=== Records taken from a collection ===
## START

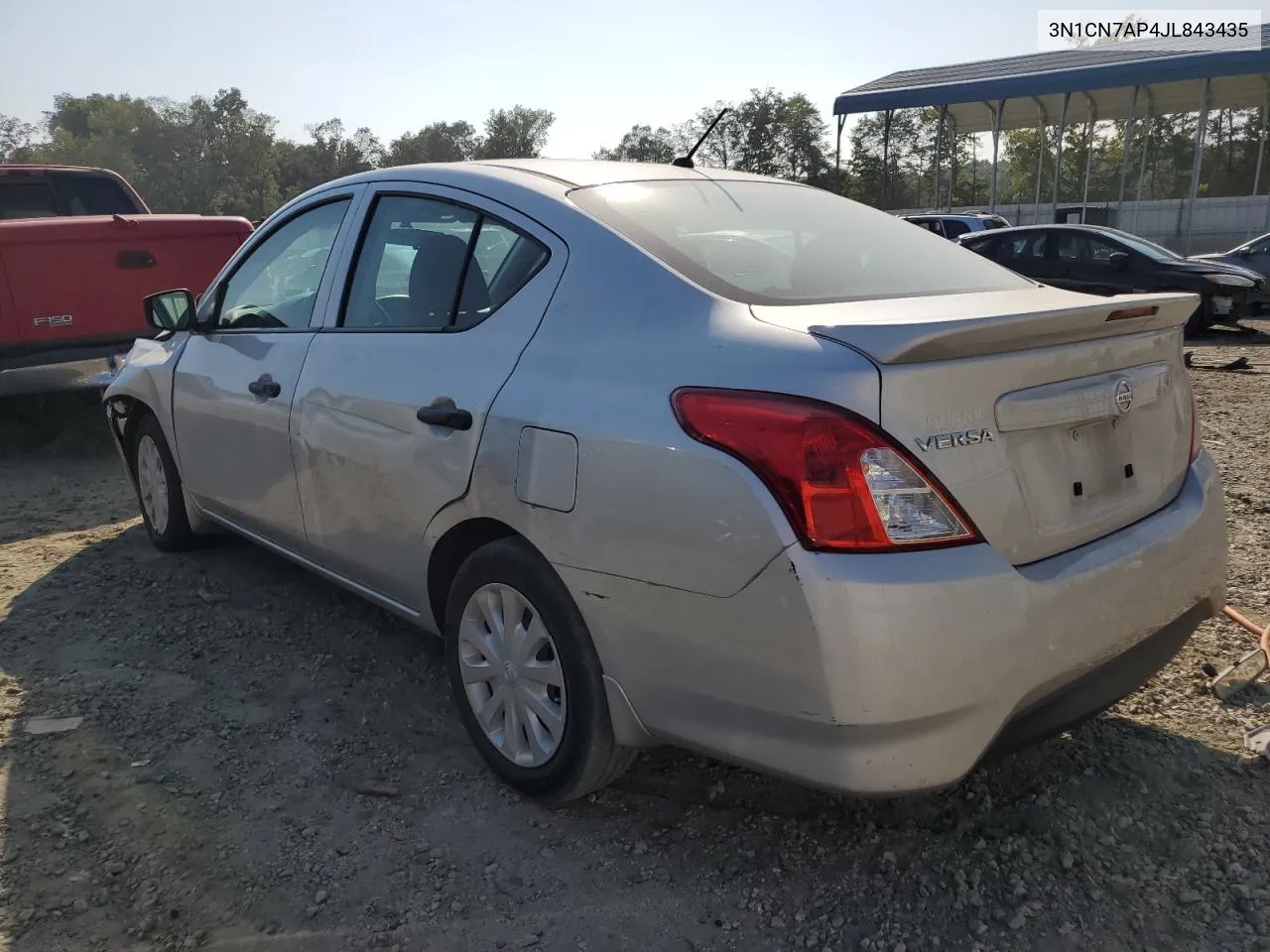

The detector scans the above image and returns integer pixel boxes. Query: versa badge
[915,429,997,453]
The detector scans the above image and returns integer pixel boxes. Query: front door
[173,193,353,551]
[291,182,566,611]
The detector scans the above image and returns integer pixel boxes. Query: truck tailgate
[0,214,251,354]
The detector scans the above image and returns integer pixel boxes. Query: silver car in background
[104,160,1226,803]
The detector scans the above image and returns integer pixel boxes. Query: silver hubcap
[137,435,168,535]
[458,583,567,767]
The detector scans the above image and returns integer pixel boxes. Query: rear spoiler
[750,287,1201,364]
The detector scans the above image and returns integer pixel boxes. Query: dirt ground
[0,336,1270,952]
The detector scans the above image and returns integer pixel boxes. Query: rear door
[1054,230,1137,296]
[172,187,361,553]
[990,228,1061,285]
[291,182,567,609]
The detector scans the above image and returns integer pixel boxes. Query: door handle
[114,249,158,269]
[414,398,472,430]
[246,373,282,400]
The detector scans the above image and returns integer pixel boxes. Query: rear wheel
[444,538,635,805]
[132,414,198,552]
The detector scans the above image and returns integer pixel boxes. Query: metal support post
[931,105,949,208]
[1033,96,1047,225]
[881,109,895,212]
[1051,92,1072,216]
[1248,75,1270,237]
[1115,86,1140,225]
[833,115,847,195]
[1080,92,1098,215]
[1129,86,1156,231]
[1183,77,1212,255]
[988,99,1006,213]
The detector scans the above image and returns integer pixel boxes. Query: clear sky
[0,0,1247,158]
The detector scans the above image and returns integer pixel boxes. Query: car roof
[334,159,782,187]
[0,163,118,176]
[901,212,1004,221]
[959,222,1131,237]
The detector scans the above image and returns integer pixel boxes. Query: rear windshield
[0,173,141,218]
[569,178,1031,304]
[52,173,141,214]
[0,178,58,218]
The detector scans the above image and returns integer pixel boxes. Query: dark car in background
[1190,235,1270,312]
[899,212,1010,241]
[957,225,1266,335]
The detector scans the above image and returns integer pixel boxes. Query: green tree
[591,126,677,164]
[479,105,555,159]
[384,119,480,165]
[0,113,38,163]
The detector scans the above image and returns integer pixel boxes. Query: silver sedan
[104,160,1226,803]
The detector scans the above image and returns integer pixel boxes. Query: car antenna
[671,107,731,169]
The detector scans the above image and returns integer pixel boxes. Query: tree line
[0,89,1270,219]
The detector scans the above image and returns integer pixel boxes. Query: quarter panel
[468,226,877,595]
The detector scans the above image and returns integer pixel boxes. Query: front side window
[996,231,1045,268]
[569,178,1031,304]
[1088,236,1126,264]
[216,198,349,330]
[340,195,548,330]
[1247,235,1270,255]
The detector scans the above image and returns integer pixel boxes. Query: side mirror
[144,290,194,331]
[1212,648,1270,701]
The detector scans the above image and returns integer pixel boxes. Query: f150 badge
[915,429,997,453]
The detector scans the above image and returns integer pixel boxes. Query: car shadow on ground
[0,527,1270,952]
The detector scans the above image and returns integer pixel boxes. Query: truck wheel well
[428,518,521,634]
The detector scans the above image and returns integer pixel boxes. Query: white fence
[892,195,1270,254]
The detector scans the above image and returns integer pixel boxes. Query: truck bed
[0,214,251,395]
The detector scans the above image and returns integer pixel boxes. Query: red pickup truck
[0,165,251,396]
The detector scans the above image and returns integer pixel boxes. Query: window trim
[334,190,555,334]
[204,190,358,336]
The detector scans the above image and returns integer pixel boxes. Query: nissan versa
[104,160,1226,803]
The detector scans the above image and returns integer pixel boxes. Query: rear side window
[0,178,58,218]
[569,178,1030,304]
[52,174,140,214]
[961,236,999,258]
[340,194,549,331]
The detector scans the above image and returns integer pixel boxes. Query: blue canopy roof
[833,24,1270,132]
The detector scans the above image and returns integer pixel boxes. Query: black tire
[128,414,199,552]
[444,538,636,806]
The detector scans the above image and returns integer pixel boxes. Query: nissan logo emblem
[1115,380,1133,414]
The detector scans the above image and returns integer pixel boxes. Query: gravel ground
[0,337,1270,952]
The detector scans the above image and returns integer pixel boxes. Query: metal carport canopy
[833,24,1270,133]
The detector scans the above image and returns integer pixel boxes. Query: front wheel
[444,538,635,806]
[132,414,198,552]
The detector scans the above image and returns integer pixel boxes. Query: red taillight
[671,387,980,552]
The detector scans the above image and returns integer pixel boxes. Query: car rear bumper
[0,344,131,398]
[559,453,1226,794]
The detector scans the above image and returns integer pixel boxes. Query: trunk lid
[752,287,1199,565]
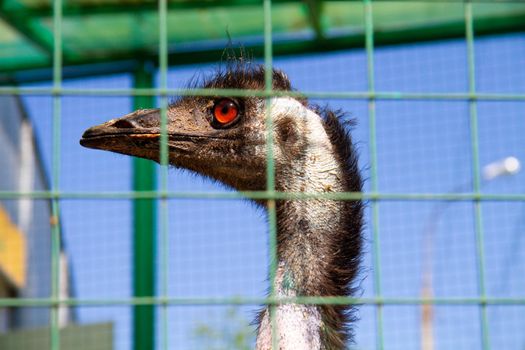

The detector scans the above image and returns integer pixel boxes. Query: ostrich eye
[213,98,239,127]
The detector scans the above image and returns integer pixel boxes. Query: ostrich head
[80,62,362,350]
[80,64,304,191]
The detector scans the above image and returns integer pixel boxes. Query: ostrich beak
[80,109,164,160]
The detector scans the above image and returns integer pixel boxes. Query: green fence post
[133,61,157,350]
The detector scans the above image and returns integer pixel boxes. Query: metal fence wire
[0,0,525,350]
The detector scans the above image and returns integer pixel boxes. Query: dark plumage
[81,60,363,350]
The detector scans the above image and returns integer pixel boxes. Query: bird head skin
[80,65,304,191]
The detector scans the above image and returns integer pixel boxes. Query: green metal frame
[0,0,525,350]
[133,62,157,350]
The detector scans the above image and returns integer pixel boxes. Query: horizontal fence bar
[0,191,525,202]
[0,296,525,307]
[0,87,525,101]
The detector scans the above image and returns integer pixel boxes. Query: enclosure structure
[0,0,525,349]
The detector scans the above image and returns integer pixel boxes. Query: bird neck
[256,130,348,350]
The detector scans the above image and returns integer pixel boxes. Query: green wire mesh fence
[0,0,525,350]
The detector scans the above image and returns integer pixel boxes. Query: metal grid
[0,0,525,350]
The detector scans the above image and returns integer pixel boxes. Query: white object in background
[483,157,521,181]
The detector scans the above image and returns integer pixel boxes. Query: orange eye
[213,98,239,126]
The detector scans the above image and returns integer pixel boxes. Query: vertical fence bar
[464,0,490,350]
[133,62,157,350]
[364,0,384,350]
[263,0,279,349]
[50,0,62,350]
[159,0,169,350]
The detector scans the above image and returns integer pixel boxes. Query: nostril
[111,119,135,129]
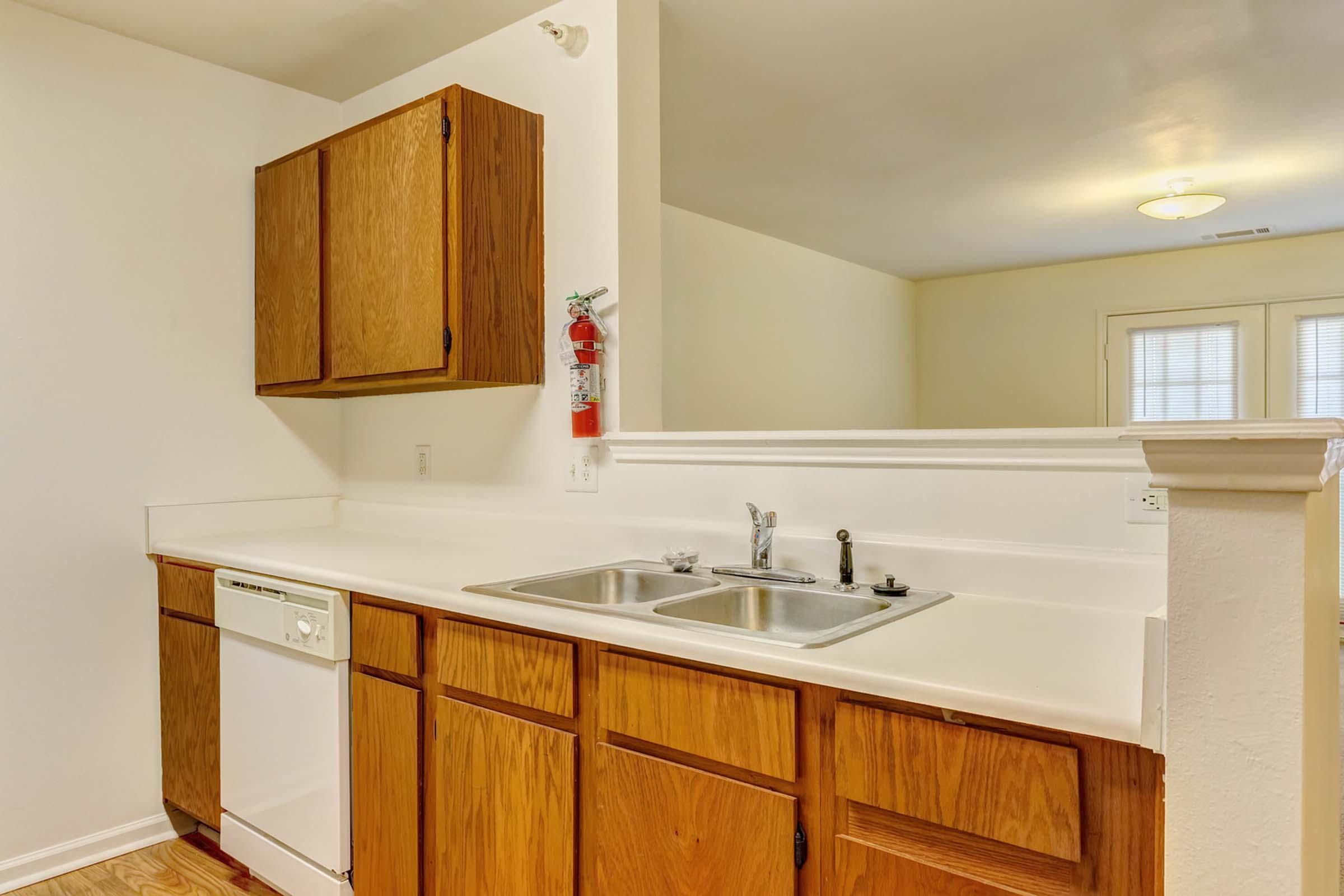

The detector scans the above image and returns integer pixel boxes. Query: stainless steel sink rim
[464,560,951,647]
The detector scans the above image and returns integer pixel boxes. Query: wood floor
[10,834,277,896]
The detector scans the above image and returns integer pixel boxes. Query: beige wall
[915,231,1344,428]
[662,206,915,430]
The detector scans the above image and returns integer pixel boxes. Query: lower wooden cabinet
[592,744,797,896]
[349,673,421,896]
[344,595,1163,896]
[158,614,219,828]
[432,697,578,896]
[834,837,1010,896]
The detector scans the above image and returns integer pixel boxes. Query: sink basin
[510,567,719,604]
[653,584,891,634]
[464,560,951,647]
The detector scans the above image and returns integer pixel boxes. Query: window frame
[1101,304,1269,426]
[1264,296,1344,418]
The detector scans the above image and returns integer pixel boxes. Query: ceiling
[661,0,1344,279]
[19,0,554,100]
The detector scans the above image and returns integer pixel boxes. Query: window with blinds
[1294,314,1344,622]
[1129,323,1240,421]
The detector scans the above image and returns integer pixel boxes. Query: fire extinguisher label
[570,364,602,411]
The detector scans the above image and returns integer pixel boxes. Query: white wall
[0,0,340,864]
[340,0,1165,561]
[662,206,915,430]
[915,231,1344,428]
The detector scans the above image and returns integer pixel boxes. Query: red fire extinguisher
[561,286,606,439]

## END

Rewrite all the records, replacing "detector" with "locator" everywhere and keeping everything else unchanged. Leave the pictures out of your answer.

=== Complete response ===
The locator scans the above image and returns integer pixel boxes. Query: versa badge
[915,429,997,453]
The locator scans the above image and returns integer pixel boxes. Query: front door
[173,193,353,551]
[291,182,566,611]
The locator scans the above image and returns integer pixel boxes. Query: truck tailgate
[0,214,251,354]
The locator scans the above image and returns integer pixel boxes. Query: silver car in background
[104,160,1226,803]
The locator scans the above image and returns integer pixel boxes. Query: silver hubcap
[137,435,168,535]
[458,583,567,767]
The locator scans the above image and returns integer pixel boxes. Query: rear spoiler
[750,287,1201,364]
The locator scans the above image and returns integer pixel boxes. Query: dirt ground
[0,336,1270,952]
The locator scans the above image and returns integer pixel boxes. Query: rear door
[1054,230,1137,296]
[172,187,361,553]
[990,228,1061,285]
[291,182,567,609]
The locator scans the above image and returns integer pixel boxes. Query: door handle
[114,249,158,269]
[414,398,472,430]
[246,373,282,400]
The locator scans the above image and returns integer pixel boxes. Query: rear wheel
[444,538,635,805]
[132,414,198,552]
The locator scans the above image and returns integer pixel boxes. Query: metal support post
[931,105,949,208]
[1033,96,1047,225]
[881,109,895,212]
[1051,92,1072,216]
[1248,75,1270,237]
[1115,86,1140,225]
[833,115,847,195]
[1080,92,1098,215]
[1129,86,1156,231]
[1183,77,1212,255]
[988,99,1006,213]
The locator scans the above image and returns integer pixel boxes. Query: clear sky
[0,0,1247,158]
The locator scans the above image and returns integer pixel boxes. Query: car roof
[334,159,782,187]
[0,163,118,176]
[901,212,1004,221]
[959,222,1131,237]
The locator scans the above image and returns integer pixel boxes. Query: rear windshield
[0,173,141,218]
[569,178,1031,304]
[52,173,141,214]
[0,178,58,218]
The locator scans the above image and returns integer pixel boxes. Query: dark car in background
[1190,235,1270,312]
[899,212,1010,241]
[957,225,1266,335]
The locator scans the above image and returns integer pixel boxes. Query: green tree
[591,126,677,164]
[479,105,555,159]
[384,119,480,165]
[0,113,38,163]
The locator scans the above image and returns integer pixel boxes. Query: silver sedan
[104,160,1226,803]
The locator scans the above image and returns integer pixel boxes. Query: car antenna
[671,107,731,169]
The locator scans the above image and returns integer pixel boxes. Query: tree line
[0,89,1270,219]
The locator scans the above image and returns integer pixel boxes. Query: quarter panel
[468,226,877,595]
The locator scans the above image and returns integer pixel boxes. Query: front side window
[996,231,1045,268]
[569,178,1031,304]
[1088,236,1126,264]
[216,198,349,330]
[340,195,548,330]
[1247,235,1270,255]
The locator scans the above image and returns integer pixel boxes. Query: side mirror
[144,290,194,331]
[1212,648,1270,701]
The locator scans the above image and returns integer pixel boxes. Query: f150 badge
[915,429,997,453]
The locator scans the above image and returns integer pixel boxes. Query: car shadow on ground
[0,527,1270,952]
The locator scans the above image and returns integer pixel boxes. Query: truck wheel well
[428,518,521,634]
The locator scans the above image and returns integer pixel boxes. Query: white fence
[892,195,1270,254]
The locator scans the above image and returns integer pixel boxes. Query: truck bed
[0,214,251,395]
The locator scans the above image and returns integer pixel boxes. Query: red pickup truck
[0,165,251,396]
The locator scans the above image and returns integer pixel boxes. Query: window trim
[334,190,555,334]
[204,190,358,336]
The locator scans the above image and returns integer pixel boxes. Query: nissan versa
[104,160,1226,803]
The locator scans the above image and returns integer pixel boxes. Query: rear side window
[0,178,58,218]
[569,178,1030,304]
[52,174,140,214]
[961,236,999,258]
[340,194,549,331]
The locator scans the above image and returns integer pixel boxes. Query: blue canopy roof
[833,24,1270,132]
The locator scans the above image and returns integer pixel boxes. Query: black tire
[128,414,199,552]
[444,538,636,806]
The locator scans the above image and returns integer pixel boxes. Query: nissan logo emblem
[1115,380,1133,414]
The locator scans the above image and returns integer pixel boxes. Query: gravel ground
[0,337,1270,952]
The locator scans the above image and returns integer pixel boxes. Query: metal carport canopy
[833,24,1270,133]
The locator scans the above image and returns integer pixel boxes. Query: front wheel
[444,538,635,806]
[132,414,198,552]
The locator scans the above image and returns integer pixel boxes. Query: red taillight
[671,387,980,552]
The locator scans the above image and returns integer pixel boxes. Query: car rear bumper
[0,344,131,398]
[559,453,1226,794]
The locator scans the above image and returns integer pixel boxes. Query: trunk lid
[752,287,1199,565]

The locator scans the above image and returns integer pixel boxes. Query: ostrich eye
[213,98,239,127]
The locator scans the above image and returns integer pixel boxes. Query: ostrich head
[80,62,362,350]
[80,64,304,191]
The locator scans the above image and returns integer pixel boxes. Query: ostrich beak
[80,109,164,160]
The locator scans the above image and returns integer pixel boxes. Query: green fence post
[133,61,157,350]
The locator scans the above image and returns integer pixel boxes. Query: metal fence wire
[0,0,525,350]
The locator scans the above image and returns integer pixel boxes. Query: dark plumage
[81,60,363,350]
The locator scans the above image and returns integer pixel boxes. Query: bird head skin
[80,65,304,191]
The locator scans the above image and returns integer pixel boxes. Query: green metal frame
[0,0,525,350]
[133,62,157,350]
The locator scans the above image and returns integer pixel boxes. Query: horizontal fence bar
[0,191,525,202]
[0,296,525,307]
[0,87,525,101]
The locator scans the above image and returns integer pixel boxes. Query: enclosure structure
[0,0,525,349]
The locator scans the above image and returns integer pixel boxes. Query: bird neck
[256,130,348,350]
The locator scans the above image and returns integer pixel boxes. Query: green wire mesh fence
[0,0,525,350]
The locator scans the above image and returns integer pixel boxes. Query: metal grid
[0,0,525,350]
The locator scans the above image and returns integer pixel boxes. Query: white object in background
[483,157,521,181]
The locator scans the above image and returns integer pixel boxes. Query: orange eye
[213,98,239,126]
The locator scans the above image and returns integer pixel boxes. Query: vertical fence bar
[464,0,490,350]
[133,62,157,350]
[364,0,384,350]
[263,0,279,349]
[50,0,62,350]
[159,0,169,350]
The locator scans the above image and returns integer pixel boxes. Query: nostril
[111,119,135,129]

The locator scans the above image and returns integer pixel boxes. Query: stainless steel sink rim
[464,560,951,647]
The locator scans the above image and returns integer pixel boxes. Query: wood floor
[10,834,277,896]
The locator scans the above image and returns integer pixel boxes. Query: beige wall
[915,231,1344,428]
[662,206,915,430]
The locator scans the above image and returns integer pixel boxes. Query: lower wooden cabinet
[592,744,797,896]
[349,673,421,896]
[344,595,1163,896]
[158,614,219,828]
[432,697,578,896]
[834,837,1010,896]
The locator scans the above image and returns integer pixel boxes. Query: sink basin
[510,567,719,604]
[653,584,891,634]
[464,560,951,647]
The locator scans the above image and returns integer pixel boxes. Query: window frame
[1101,304,1269,426]
[1264,296,1344,418]
The locator scans the above image and returns integer pixel boxes. Query: ceiling
[661,0,1344,279]
[19,0,554,100]
The locator scans the above image and returns integer pixel boxes. Query: window with blinds
[1294,314,1344,622]
[1129,323,1240,421]
The locator scans the above image and returns integer pixel boxes. Query: fire extinguisher label
[570,364,602,411]
The locator scans the above image and returns integer pixel boxes. Query: white wall
[0,0,340,864]
[340,0,1165,561]
[662,206,915,430]
[915,231,1344,428]
The locator scans the above image and returns integer pixel boxes. Query: red fire extinguisher
[561,286,606,439]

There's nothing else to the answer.